[Dataset entries]
______________________________

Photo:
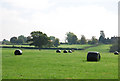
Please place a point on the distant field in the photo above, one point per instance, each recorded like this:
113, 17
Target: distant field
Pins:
47, 64
61, 46
74, 46
18, 45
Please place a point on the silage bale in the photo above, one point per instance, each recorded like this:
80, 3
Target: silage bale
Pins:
18, 52
93, 56
58, 51
116, 53
70, 51
65, 51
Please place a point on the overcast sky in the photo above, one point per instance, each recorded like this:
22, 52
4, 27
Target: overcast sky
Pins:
56, 17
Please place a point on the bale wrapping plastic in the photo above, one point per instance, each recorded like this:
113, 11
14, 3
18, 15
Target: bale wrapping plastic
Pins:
18, 52
93, 56
116, 53
58, 51
65, 51
70, 51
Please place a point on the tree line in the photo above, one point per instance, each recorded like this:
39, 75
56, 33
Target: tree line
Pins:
40, 40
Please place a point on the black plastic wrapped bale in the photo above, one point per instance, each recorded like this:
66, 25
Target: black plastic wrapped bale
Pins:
18, 52
70, 51
93, 56
65, 51
58, 51
116, 53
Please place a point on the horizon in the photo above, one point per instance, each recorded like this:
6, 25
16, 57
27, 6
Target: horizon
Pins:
57, 17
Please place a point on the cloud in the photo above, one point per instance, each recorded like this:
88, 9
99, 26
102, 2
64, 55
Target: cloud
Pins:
38, 15
29, 4
86, 20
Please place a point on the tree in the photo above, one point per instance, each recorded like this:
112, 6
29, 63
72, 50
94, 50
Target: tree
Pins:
71, 38
52, 38
5, 41
94, 40
83, 40
38, 39
56, 43
116, 45
23, 38
102, 37
13, 40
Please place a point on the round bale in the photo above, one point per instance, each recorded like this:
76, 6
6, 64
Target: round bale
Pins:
58, 51
116, 53
93, 56
65, 51
70, 51
18, 52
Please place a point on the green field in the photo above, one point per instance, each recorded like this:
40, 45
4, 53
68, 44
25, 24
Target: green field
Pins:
74, 46
47, 64
61, 46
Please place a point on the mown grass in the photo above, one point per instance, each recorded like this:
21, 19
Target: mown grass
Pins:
47, 64
74, 46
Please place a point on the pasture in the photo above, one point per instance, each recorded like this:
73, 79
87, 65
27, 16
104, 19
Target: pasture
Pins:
47, 64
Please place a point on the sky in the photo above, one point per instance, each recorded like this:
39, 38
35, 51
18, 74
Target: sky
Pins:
57, 17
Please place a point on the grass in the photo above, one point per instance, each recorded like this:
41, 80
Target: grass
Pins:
47, 64
74, 46
18, 45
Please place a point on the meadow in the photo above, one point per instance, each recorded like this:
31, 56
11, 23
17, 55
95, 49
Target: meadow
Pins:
47, 64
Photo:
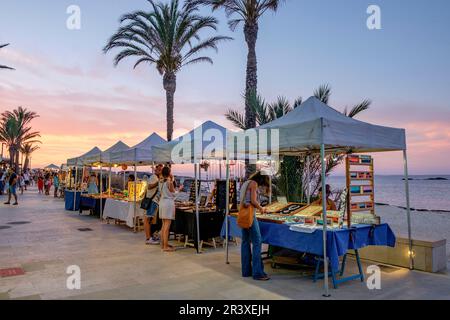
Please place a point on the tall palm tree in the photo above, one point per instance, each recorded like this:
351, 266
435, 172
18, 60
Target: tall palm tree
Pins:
27, 149
247, 12
2, 66
15, 130
295, 166
168, 37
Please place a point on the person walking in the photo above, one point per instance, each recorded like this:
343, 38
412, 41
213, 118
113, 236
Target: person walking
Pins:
251, 247
167, 208
56, 185
40, 184
12, 186
2, 181
152, 212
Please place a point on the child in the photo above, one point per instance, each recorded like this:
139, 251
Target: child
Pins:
40, 185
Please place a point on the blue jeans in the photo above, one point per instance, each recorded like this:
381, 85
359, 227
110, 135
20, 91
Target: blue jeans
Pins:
252, 265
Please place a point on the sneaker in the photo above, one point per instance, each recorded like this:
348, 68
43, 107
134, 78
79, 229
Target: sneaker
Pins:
154, 241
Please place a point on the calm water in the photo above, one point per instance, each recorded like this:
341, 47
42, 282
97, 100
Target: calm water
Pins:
424, 194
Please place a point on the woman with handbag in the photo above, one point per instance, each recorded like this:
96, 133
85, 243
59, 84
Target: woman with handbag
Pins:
150, 204
252, 265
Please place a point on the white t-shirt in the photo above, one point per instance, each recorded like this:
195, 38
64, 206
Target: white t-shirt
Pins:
152, 191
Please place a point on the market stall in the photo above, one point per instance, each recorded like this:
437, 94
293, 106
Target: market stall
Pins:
125, 207
315, 128
73, 188
206, 142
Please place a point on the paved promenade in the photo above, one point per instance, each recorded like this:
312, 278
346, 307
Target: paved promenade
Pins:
43, 239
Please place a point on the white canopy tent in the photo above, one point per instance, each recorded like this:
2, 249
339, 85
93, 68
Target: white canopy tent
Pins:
104, 158
52, 167
140, 154
314, 127
206, 142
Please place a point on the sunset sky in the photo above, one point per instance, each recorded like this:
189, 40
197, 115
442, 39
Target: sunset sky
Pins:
83, 101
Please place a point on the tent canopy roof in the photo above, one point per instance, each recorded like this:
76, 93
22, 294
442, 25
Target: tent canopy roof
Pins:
312, 123
79, 160
140, 154
52, 167
207, 141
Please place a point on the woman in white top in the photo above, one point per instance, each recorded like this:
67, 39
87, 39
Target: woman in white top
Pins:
167, 208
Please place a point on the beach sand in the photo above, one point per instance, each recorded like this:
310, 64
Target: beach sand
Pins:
425, 225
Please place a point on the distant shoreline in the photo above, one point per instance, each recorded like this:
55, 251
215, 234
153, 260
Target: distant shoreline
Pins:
412, 209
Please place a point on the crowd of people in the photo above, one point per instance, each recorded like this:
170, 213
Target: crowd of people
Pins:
13, 183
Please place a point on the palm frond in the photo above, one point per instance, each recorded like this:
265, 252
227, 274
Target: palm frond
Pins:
363, 106
323, 93
237, 118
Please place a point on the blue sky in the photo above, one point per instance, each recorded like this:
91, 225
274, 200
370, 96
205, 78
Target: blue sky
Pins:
403, 68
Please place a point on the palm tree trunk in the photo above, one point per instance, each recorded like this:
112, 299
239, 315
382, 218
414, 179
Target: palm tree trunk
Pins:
251, 83
170, 85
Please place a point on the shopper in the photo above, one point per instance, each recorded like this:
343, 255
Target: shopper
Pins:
56, 184
26, 178
40, 184
47, 184
2, 181
167, 208
252, 265
152, 212
12, 182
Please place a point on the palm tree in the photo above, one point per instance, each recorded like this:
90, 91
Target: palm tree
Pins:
15, 131
168, 37
2, 66
247, 12
27, 149
295, 166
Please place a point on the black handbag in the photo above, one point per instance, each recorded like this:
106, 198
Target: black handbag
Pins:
146, 202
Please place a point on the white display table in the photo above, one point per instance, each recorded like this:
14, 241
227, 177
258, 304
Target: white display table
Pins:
122, 210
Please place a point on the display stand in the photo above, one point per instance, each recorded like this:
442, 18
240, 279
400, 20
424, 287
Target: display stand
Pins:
360, 185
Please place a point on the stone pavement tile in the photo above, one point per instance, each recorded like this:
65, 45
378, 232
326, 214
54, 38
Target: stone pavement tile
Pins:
4, 296
33, 297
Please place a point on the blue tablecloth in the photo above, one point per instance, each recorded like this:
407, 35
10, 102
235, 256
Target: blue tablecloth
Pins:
338, 241
68, 197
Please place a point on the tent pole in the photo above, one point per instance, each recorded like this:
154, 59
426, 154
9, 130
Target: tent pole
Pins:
308, 180
227, 211
135, 189
109, 181
408, 210
197, 214
101, 191
75, 186
324, 218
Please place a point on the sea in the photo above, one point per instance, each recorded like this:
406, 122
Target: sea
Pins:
426, 192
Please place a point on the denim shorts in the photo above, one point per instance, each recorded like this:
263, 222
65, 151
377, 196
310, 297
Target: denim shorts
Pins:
12, 189
151, 212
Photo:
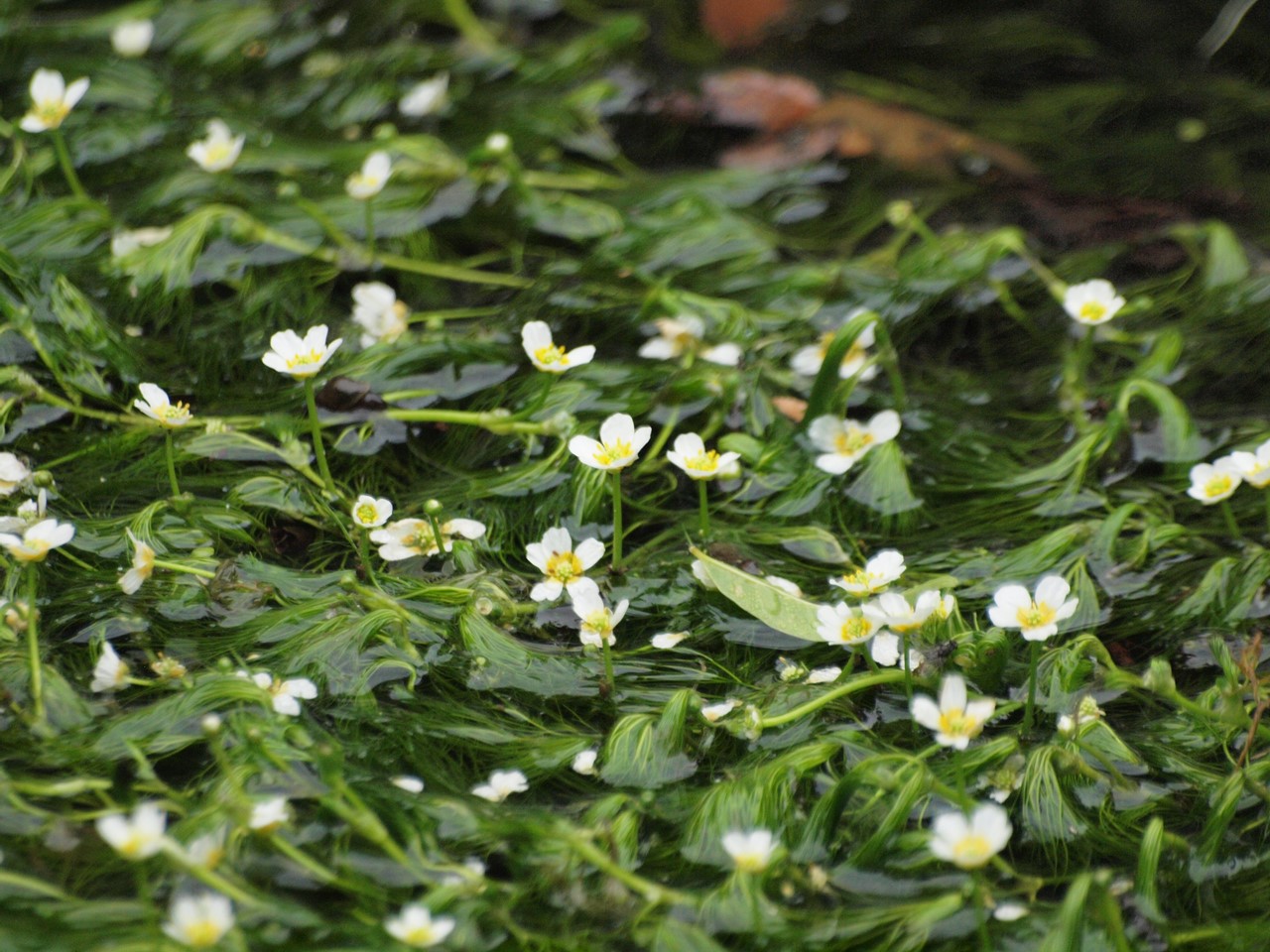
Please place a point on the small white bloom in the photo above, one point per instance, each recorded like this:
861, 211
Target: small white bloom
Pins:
111, 673
51, 100
500, 785
970, 843
844, 442
137, 837
199, 921
426, 98
300, 357
220, 150
1092, 301
1211, 483
751, 851
372, 177
690, 454
953, 720
563, 565
619, 444
1037, 619
879, 571
371, 513
547, 354
411, 537
379, 313
416, 927
132, 39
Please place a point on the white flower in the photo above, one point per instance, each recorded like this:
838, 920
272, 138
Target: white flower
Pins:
154, 404
716, 712
132, 39
810, 359
39, 539
690, 454
370, 512
51, 100
379, 313
619, 444
426, 98
411, 537
12, 474
668, 639
879, 571
199, 921
300, 357
111, 673
597, 620
970, 843
843, 625
218, 151
136, 837
547, 354
844, 442
372, 177
416, 927
1038, 620
268, 815
953, 720
563, 565
1211, 483
502, 784
1092, 302
1254, 467
751, 851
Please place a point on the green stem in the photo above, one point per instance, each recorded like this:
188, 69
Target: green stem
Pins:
316, 428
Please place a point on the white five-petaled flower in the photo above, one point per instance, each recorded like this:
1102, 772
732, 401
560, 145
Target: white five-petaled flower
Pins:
371, 513
1092, 301
690, 454
844, 442
37, 539
1037, 619
619, 444
500, 785
751, 851
970, 843
597, 620
547, 354
132, 39
953, 720
51, 100
154, 403
111, 671
137, 837
684, 334
220, 150
416, 927
199, 921
300, 357
426, 98
379, 313
810, 359
1211, 483
563, 565
371, 178
411, 537
879, 571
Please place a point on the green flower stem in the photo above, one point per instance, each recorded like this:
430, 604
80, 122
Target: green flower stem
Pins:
171, 454
615, 484
861, 683
316, 428
64, 159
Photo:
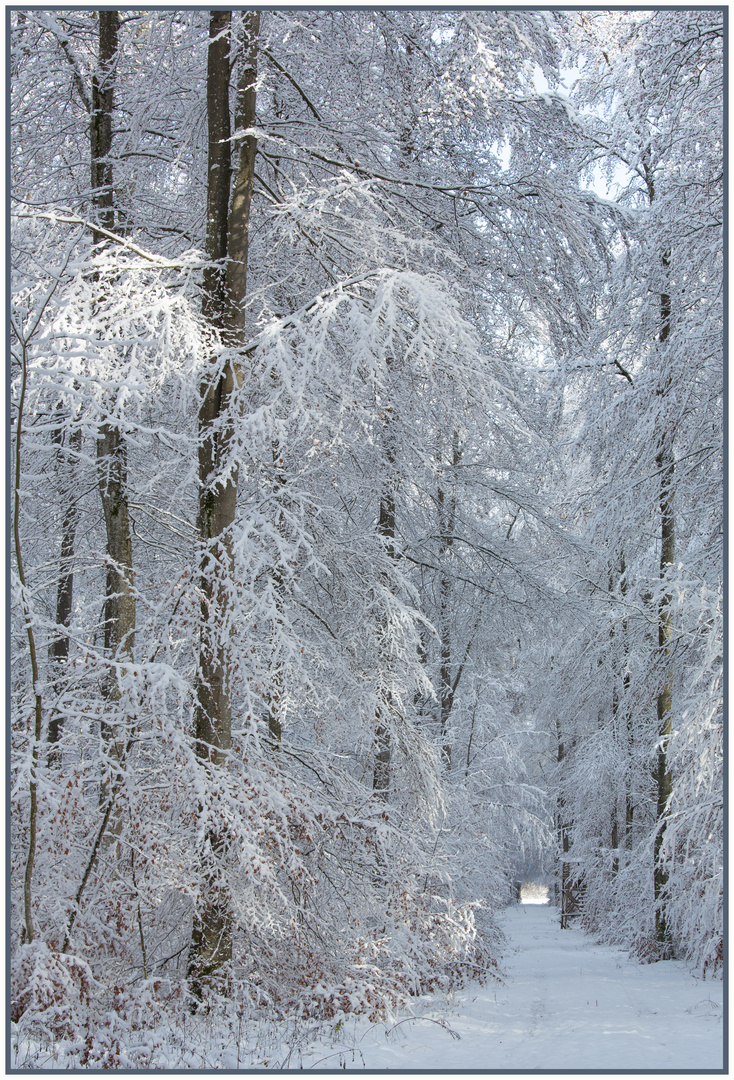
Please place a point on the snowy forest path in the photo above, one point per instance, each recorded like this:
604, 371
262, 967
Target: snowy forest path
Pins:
565, 1002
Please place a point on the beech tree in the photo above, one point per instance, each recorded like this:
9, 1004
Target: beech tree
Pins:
329, 571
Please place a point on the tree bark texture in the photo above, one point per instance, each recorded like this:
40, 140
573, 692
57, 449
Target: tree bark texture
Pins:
58, 649
225, 292
111, 448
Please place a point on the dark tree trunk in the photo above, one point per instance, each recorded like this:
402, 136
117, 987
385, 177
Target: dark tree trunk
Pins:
58, 649
223, 306
111, 448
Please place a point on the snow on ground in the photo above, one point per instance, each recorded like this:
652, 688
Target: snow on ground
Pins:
565, 1003
562, 1003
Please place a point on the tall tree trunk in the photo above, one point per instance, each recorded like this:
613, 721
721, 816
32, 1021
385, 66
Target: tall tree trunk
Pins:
665, 630
447, 514
223, 306
665, 463
58, 649
35, 740
111, 447
383, 752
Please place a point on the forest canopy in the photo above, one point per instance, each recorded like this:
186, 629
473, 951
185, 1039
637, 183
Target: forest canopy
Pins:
366, 386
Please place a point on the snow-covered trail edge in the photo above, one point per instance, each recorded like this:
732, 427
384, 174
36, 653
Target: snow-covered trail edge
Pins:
565, 1003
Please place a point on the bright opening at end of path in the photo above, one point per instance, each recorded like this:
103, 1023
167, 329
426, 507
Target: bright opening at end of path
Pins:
531, 892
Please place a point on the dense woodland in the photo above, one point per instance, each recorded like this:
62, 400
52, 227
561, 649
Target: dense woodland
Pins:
366, 500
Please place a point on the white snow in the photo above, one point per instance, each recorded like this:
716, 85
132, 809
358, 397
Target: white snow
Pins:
563, 1003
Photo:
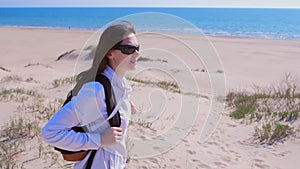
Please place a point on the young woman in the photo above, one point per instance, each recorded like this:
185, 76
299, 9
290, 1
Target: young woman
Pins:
116, 53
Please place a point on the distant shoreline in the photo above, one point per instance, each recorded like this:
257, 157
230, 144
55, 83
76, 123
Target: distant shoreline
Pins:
94, 30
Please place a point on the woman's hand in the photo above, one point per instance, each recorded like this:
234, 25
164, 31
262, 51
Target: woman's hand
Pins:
133, 108
111, 136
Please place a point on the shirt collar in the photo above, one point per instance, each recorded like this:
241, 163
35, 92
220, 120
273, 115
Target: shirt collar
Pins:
115, 80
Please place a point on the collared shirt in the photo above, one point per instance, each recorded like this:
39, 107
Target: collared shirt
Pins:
88, 108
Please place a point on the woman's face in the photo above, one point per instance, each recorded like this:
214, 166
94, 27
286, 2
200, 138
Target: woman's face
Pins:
120, 59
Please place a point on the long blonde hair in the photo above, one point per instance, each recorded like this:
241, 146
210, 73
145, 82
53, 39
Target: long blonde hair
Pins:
111, 37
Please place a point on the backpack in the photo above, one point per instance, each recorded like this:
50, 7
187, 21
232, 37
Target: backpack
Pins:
115, 121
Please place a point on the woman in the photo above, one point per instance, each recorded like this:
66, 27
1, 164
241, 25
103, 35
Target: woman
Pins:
116, 53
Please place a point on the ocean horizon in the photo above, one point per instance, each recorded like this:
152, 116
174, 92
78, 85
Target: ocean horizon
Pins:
242, 22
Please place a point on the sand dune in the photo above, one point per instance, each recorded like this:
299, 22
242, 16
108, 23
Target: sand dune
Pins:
168, 124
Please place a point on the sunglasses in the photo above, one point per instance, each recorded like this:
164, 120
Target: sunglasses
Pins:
128, 49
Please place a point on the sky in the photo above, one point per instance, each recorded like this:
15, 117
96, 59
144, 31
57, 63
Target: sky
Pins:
153, 3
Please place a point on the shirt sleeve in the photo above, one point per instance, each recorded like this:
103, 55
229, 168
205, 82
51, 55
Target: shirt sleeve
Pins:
58, 131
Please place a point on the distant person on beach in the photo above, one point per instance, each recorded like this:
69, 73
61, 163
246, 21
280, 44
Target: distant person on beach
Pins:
116, 53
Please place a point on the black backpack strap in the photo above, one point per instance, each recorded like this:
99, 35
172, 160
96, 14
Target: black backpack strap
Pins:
90, 160
110, 100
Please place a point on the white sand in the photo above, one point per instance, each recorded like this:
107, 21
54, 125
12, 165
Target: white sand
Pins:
246, 61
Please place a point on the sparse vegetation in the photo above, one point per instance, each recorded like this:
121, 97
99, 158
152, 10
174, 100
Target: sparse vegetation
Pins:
170, 86
63, 81
273, 109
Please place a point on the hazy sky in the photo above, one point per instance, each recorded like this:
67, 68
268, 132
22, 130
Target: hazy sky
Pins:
152, 3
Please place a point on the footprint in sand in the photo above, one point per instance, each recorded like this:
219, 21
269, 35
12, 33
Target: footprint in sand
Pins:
191, 152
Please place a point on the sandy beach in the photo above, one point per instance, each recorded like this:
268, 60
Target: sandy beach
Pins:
28, 62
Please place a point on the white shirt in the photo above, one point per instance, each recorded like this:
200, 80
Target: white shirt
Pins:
88, 108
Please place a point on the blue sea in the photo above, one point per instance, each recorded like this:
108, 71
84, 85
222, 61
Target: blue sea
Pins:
245, 22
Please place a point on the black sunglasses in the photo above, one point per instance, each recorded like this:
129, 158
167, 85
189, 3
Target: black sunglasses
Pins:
127, 49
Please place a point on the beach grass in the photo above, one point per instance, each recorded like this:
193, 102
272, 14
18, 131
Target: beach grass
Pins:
273, 110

______________________________

→ **What is expected**: Look through the data above for the string "water" and copy every line where it appears.

→ **Result of this exercise**:
Please place a point on the calm water in the photo above, one point per instance, each recorded like this:
Target: calm water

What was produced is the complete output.